No image is to be carried over; reproduce the rest of the listing word for word.

*** Begin section ***

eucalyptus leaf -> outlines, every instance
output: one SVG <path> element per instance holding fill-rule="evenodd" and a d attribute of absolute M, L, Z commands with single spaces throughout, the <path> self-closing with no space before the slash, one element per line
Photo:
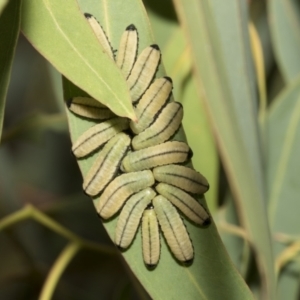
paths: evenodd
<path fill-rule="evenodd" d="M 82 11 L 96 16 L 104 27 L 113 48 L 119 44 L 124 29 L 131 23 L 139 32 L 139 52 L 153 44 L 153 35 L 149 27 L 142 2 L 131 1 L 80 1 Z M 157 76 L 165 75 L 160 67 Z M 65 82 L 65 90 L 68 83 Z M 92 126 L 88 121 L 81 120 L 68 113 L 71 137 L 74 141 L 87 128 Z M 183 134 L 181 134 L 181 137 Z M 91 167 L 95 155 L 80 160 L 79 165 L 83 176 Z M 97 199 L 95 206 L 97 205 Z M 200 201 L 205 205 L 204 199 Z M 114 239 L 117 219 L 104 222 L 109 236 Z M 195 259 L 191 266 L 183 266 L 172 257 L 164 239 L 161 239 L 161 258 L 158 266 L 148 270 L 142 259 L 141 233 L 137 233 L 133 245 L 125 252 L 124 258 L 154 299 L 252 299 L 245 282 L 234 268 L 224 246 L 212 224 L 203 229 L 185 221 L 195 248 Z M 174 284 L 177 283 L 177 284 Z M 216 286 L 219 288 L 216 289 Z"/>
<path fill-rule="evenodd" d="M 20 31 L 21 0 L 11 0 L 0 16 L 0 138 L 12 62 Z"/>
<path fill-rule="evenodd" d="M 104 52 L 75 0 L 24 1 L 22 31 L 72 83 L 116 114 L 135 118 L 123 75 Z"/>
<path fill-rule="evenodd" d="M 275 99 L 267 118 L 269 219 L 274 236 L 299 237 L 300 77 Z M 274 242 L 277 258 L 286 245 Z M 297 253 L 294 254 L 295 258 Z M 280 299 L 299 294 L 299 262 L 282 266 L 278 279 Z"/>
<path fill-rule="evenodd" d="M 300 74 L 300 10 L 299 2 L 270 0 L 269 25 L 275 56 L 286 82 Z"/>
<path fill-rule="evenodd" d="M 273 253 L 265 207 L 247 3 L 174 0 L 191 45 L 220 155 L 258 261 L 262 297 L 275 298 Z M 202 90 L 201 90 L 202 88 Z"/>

*** End section ***

* Written answer:
eucalyptus leaf -> outlines, every instance
output: one SVG <path> element per instance holding fill-rule="evenodd" and a d attribute of absolute M, L, Z commands with single spaces throughout, the <path> self-closing with no space before the slash, one element per line
Photo:
paths: evenodd
<path fill-rule="evenodd" d="M 82 11 L 96 16 L 104 27 L 113 48 L 119 44 L 124 29 L 131 23 L 139 32 L 139 52 L 153 44 L 153 35 L 149 27 L 142 2 L 131 1 L 80 1 Z M 157 76 L 165 75 L 160 67 Z M 65 82 L 65 90 L 68 83 Z M 92 126 L 88 121 L 81 120 L 68 113 L 71 137 L 74 141 L 87 128 Z M 183 134 L 181 134 L 181 137 Z M 91 167 L 95 155 L 80 160 L 79 165 L 83 176 Z M 97 199 L 95 206 L 97 205 Z M 200 201 L 205 205 L 204 199 Z M 114 239 L 117 219 L 104 222 L 109 236 Z M 195 259 L 191 266 L 183 266 L 172 257 L 164 239 L 161 239 L 161 258 L 158 266 L 148 270 L 142 259 L 141 233 L 137 233 L 133 245 L 125 252 L 124 258 L 154 299 L 252 299 L 245 282 L 234 268 L 224 246 L 212 224 L 203 229 L 185 221 L 195 248 Z M 174 284 L 177 283 L 177 284 Z M 216 286 L 219 288 L 216 289 Z"/>
<path fill-rule="evenodd" d="M 20 31 L 21 0 L 11 0 L 0 16 L 0 138 L 12 62 Z"/>
<path fill-rule="evenodd" d="M 104 52 L 75 0 L 24 1 L 22 31 L 72 83 L 116 114 L 135 118 L 123 75 Z"/>
<path fill-rule="evenodd" d="M 275 99 L 267 118 L 269 219 L 274 236 L 299 237 L 300 77 Z M 274 242 L 277 258 L 286 245 Z M 297 253 L 294 254 L 295 258 Z M 280 299 L 299 294 L 299 262 L 282 266 L 278 279 Z"/>
<path fill-rule="evenodd" d="M 300 74 L 300 10 L 299 2 L 270 0 L 269 25 L 275 56 L 286 82 Z"/>
<path fill-rule="evenodd" d="M 273 253 L 265 207 L 247 3 L 174 0 L 191 45 L 220 155 L 258 261 L 262 297 L 275 298 Z M 202 90 L 201 90 L 202 88 Z"/>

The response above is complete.